A mysterious disease has been
killing ducks and eagles in Florida’s wetlands, and endangered snail kites may
be its next victims.
By Hannah Waters
PUBLISHED MAY 18, 2016
It’s not easy to make a living as
a bird of prey, especially if you’re a Florida
snail kite. Once at risk of starvation due to declines in its favored prey,
the endangered bird is now facing a terrifying threat: a deadly disease that
drives birds insane.
True to its name, the foot-long
snail kite eats only snails—its hooked beak is the ideal shape for plucking
muscular morsels from whorled shells. But an adult raptor must find and eat
dozens of snails every day to survive, more if it’s feeding babies.
Unfortunately for the birds,
Florida’s native apple snails aren’t doing well. Half of the Everglades
wetlands are now developed and riddled with canals and levees, leaving water
unpredictable in their habitat. Droughts alternate with floods to desiccate
eggs and drown adult snails.
------------------------------
QUESTIONS ON THE MATERIAL:
(1) In the snail kite article, how much of the Everglades wetlands is now developed?
(2) Continue the snail kite article from its final sentence.

MATERIAL PROVIDED:
------------------------------
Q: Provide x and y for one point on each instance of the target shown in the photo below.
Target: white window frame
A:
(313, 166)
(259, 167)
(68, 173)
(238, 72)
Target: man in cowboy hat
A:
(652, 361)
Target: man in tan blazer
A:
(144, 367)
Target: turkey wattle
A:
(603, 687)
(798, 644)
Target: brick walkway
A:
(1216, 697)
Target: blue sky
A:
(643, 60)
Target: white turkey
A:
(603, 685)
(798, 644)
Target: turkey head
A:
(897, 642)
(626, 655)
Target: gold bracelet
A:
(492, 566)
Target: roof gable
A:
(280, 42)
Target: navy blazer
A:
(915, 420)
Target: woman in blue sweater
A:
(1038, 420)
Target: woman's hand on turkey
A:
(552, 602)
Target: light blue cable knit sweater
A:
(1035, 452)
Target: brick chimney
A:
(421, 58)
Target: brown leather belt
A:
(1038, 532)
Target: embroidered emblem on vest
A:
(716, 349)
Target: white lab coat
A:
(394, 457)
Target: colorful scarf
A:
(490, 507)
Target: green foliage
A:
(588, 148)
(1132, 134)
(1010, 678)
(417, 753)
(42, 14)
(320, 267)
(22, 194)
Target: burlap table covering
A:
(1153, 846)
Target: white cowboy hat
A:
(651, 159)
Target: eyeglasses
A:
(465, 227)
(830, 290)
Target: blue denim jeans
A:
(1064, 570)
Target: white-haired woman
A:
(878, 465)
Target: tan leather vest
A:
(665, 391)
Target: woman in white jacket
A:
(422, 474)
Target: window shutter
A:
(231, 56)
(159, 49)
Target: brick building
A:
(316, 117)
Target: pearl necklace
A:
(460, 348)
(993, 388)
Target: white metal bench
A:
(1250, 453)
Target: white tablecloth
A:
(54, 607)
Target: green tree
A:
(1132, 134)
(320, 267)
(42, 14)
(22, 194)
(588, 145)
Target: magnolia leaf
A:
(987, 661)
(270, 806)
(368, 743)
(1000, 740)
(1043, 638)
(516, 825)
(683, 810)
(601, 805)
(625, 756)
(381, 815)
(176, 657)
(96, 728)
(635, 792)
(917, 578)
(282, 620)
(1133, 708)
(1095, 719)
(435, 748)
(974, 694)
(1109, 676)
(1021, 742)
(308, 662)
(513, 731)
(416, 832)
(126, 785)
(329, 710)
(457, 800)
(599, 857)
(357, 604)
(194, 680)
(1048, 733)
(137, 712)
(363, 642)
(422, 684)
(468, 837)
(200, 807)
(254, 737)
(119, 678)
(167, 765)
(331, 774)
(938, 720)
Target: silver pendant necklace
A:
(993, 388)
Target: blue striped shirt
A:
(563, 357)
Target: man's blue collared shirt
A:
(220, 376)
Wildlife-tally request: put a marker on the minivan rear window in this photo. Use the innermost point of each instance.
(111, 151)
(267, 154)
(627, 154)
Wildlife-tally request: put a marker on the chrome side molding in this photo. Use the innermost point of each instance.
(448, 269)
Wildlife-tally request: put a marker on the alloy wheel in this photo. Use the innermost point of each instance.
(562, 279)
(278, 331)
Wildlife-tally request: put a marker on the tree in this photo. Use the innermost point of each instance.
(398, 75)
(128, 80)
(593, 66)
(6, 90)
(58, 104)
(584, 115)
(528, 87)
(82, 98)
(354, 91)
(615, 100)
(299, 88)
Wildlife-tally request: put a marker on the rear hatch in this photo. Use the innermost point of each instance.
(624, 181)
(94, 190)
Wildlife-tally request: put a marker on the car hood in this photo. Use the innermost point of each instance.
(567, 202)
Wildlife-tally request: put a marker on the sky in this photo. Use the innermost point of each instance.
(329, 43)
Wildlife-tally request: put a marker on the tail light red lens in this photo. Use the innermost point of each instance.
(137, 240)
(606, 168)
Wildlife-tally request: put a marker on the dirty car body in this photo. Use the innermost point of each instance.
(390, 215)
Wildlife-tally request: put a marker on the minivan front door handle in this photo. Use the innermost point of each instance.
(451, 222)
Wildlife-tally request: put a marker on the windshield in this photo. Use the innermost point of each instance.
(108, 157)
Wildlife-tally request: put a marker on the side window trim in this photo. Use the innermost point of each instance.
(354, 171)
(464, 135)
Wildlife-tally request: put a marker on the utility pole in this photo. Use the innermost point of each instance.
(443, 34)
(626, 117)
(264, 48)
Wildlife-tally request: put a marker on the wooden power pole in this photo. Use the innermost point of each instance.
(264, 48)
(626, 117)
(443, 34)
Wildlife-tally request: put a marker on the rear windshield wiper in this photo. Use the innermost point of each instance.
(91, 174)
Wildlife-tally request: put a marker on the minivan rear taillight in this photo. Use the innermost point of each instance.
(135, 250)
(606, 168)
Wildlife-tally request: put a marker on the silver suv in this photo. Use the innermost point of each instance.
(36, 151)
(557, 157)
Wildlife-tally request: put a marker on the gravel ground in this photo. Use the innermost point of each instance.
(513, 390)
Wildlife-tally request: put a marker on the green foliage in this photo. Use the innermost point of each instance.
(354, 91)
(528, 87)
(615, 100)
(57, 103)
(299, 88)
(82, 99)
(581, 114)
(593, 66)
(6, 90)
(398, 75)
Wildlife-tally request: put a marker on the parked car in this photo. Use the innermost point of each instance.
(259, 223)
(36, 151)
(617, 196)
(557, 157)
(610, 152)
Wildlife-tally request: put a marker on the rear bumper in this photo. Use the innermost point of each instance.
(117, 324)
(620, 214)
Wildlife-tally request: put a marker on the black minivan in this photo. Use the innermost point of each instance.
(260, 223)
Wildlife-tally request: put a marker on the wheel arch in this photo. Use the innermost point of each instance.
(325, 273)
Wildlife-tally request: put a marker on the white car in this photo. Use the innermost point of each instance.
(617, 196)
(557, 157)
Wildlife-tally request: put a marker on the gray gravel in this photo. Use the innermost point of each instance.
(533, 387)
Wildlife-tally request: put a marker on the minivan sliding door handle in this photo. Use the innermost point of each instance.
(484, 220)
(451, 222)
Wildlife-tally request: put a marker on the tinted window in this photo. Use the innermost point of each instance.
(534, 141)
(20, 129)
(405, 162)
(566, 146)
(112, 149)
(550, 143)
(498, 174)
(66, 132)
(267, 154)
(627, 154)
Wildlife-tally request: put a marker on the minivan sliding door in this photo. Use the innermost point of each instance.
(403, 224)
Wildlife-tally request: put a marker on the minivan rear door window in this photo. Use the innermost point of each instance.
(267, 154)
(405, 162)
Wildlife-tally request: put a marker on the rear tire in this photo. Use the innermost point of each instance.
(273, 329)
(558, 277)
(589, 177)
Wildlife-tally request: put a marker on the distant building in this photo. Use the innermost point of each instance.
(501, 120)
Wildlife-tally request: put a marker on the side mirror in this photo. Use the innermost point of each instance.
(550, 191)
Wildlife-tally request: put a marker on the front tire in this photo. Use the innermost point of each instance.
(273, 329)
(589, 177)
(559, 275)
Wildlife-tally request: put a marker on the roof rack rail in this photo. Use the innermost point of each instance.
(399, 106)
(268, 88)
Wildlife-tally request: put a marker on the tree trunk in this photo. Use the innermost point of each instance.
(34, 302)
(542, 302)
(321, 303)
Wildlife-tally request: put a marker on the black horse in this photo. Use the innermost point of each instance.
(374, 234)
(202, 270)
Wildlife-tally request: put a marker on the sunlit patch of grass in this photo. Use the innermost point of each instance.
------------------------------
YOUR RESPONSES:
(1) Half of the Everglades wetlands.

(2)
Since ecologist Phil Darby from
the University of West Florida began monitoring the snails in the mid-1990s,
their population has declined tenfold. “The native snails are just gone,” he
says. The kites started following suit, hitting a population low of 800 birds
in 2008.
Then an unlikely savior arrived:
exotic apple snails from South America. The golf ball-size invasive snails,
dumped into Florida’s waterways from home aquariums, are bigger than their
native relatives. They can survive drought and flooding, they lay more eggs,
and they live longer.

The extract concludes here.